=== SUPPLIED RECORDS ===
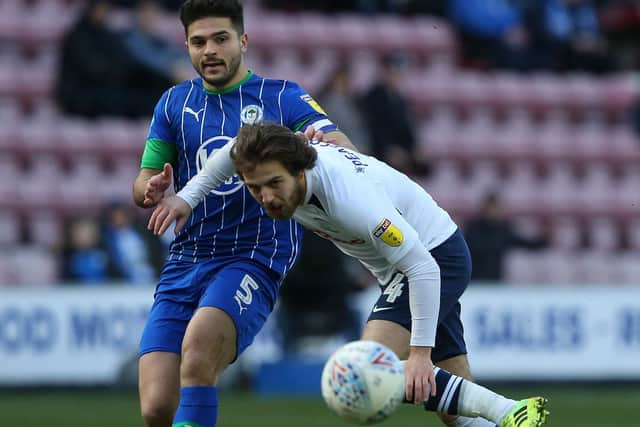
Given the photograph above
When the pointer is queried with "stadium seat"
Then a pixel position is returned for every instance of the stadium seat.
(559, 267)
(567, 233)
(558, 190)
(628, 268)
(34, 266)
(603, 234)
(521, 267)
(594, 195)
(78, 136)
(597, 267)
(431, 36)
(45, 229)
(522, 190)
(582, 92)
(633, 234)
(39, 134)
(553, 139)
(10, 230)
(485, 177)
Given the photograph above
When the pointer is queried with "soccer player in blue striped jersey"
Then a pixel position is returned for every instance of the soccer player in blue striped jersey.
(224, 268)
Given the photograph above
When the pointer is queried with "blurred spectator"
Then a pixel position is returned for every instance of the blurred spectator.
(152, 49)
(386, 112)
(492, 33)
(565, 35)
(338, 100)
(491, 236)
(97, 74)
(314, 296)
(132, 253)
(84, 257)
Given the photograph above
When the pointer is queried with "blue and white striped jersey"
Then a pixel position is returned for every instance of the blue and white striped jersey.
(229, 222)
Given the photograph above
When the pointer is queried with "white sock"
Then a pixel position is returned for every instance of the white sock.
(477, 401)
(471, 422)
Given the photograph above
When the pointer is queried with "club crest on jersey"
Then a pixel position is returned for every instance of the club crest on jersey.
(207, 149)
(388, 233)
(312, 102)
(251, 115)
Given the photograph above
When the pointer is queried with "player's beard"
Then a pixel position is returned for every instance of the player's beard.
(229, 74)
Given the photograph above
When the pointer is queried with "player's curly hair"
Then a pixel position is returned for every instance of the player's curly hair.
(266, 142)
(193, 10)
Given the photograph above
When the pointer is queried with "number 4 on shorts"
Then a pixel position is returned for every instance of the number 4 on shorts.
(394, 289)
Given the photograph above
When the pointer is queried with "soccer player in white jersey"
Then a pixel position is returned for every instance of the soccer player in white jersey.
(394, 228)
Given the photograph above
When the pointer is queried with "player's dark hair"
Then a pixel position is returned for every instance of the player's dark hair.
(265, 142)
(193, 10)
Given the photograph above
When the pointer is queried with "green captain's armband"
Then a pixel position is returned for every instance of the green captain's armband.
(157, 153)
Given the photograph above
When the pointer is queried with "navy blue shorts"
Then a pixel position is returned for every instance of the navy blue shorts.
(243, 289)
(454, 260)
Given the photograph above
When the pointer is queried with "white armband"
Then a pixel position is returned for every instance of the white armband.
(217, 169)
(424, 294)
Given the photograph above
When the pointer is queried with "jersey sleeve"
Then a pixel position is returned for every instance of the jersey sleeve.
(160, 145)
(301, 110)
(160, 127)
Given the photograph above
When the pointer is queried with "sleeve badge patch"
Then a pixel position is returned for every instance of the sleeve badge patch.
(388, 233)
(312, 102)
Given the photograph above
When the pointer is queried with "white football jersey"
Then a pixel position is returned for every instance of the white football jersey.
(369, 210)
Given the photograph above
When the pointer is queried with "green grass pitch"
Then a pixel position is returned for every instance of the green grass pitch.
(583, 406)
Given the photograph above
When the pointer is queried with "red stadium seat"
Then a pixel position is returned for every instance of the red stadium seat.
(567, 233)
(9, 228)
(559, 267)
(597, 267)
(603, 234)
(35, 266)
(628, 268)
(46, 229)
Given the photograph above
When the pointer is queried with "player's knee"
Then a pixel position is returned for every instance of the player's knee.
(158, 413)
(201, 367)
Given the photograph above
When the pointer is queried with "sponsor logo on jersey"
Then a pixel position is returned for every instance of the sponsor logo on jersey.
(388, 233)
(251, 115)
(312, 102)
(195, 114)
(207, 149)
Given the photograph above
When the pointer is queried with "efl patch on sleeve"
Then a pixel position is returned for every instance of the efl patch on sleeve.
(309, 100)
(388, 233)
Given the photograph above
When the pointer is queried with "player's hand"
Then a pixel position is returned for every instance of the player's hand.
(170, 209)
(311, 133)
(419, 376)
(157, 185)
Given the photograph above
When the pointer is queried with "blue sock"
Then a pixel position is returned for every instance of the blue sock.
(198, 407)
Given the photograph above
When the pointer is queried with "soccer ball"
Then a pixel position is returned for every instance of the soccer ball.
(363, 382)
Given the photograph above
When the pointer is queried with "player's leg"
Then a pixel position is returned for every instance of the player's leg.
(158, 386)
(467, 403)
(160, 345)
(237, 300)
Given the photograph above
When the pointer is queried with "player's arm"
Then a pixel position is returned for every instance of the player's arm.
(156, 173)
(156, 170)
(217, 169)
(140, 185)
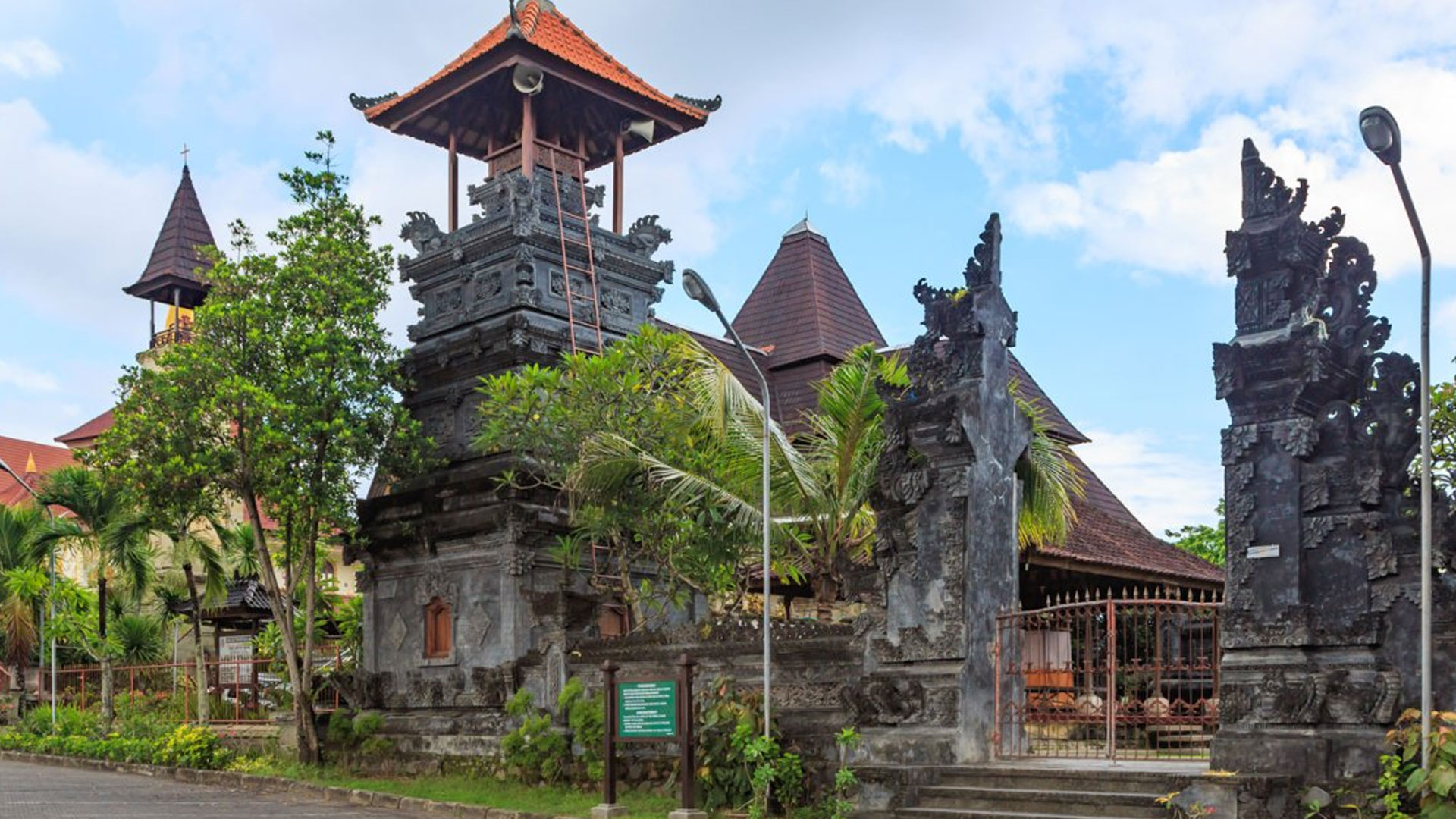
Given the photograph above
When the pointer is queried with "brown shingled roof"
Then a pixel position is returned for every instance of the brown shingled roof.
(545, 27)
(85, 435)
(22, 455)
(172, 273)
(804, 305)
(1109, 534)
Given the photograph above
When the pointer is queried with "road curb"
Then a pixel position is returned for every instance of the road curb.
(255, 783)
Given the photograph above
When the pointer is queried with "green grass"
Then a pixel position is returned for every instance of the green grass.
(552, 800)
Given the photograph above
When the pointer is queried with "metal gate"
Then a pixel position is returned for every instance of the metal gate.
(1128, 678)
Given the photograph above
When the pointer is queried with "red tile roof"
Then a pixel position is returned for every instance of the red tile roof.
(175, 261)
(804, 305)
(546, 28)
(85, 435)
(1109, 534)
(20, 455)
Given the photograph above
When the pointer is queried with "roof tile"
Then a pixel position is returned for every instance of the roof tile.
(545, 27)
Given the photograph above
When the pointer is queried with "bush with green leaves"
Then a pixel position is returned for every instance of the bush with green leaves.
(535, 751)
(1410, 789)
(587, 719)
(184, 746)
(354, 736)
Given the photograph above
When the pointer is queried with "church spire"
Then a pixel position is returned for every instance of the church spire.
(172, 271)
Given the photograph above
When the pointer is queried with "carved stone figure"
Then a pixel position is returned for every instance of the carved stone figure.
(647, 235)
(421, 232)
(1321, 522)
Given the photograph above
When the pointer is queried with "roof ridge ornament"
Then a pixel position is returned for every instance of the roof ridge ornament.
(710, 105)
(366, 102)
(1266, 193)
(983, 268)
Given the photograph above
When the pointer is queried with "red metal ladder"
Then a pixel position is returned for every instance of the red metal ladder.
(590, 303)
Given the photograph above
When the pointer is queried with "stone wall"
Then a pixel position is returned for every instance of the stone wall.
(1321, 623)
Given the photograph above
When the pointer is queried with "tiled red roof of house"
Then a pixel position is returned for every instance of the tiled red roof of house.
(22, 455)
(546, 28)
(804, 305)
(1109, 534)
(85, 435)
(175, 261)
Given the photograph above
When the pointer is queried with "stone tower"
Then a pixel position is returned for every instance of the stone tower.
(462, 605)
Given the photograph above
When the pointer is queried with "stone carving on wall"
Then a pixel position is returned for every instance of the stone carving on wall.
(421, 232)
(647, 235)
(952, 436)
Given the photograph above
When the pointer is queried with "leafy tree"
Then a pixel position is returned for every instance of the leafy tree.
(105, 525)
(287, 392)
(1201, 539)
(20, 564)
(1050, 484)
(642, 387)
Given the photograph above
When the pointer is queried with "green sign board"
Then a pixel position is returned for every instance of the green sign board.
(647, 710)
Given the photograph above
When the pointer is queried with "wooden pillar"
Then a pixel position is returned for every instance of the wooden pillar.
(528, 137)
(617, 188)
(455, 186)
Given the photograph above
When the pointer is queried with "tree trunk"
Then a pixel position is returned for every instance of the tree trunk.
(826, 591)
(108, 704)
(199, 657)
(283, 615)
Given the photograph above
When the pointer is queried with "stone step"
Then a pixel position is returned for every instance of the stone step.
(1097, 777)
(1030, 800)
(957, 814)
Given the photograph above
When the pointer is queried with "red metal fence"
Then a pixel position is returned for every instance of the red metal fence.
(1133, 676)
(239, 691)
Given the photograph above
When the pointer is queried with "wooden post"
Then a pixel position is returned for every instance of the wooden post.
(455, 186)
(688, 754)
(609, 783)
(528, 137)
(617, 188)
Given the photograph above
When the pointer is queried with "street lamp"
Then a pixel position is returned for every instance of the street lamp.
(19, 480)
(1382, 136)
(699, 292)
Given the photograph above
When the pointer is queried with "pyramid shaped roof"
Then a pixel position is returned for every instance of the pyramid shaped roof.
(172, 271)
(804, 306)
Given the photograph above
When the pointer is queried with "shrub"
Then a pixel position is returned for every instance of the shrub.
(535, 751)
(1407, 787)
(188, 746)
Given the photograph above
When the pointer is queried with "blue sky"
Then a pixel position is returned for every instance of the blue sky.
(1107, 134)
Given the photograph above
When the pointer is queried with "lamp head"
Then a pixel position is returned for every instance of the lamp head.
(698, 290)
(1381, 133)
===
§ TASK STATEMENT
Please collect every line of the entries above that contains the string "curb". Case counts, so include only lines that match it letter for letter in upper and lower case.

§ WRITTEN RESPONSE
When the pointer is queried with "road curb"
Then a pixel position is returned for every instance of the road curb.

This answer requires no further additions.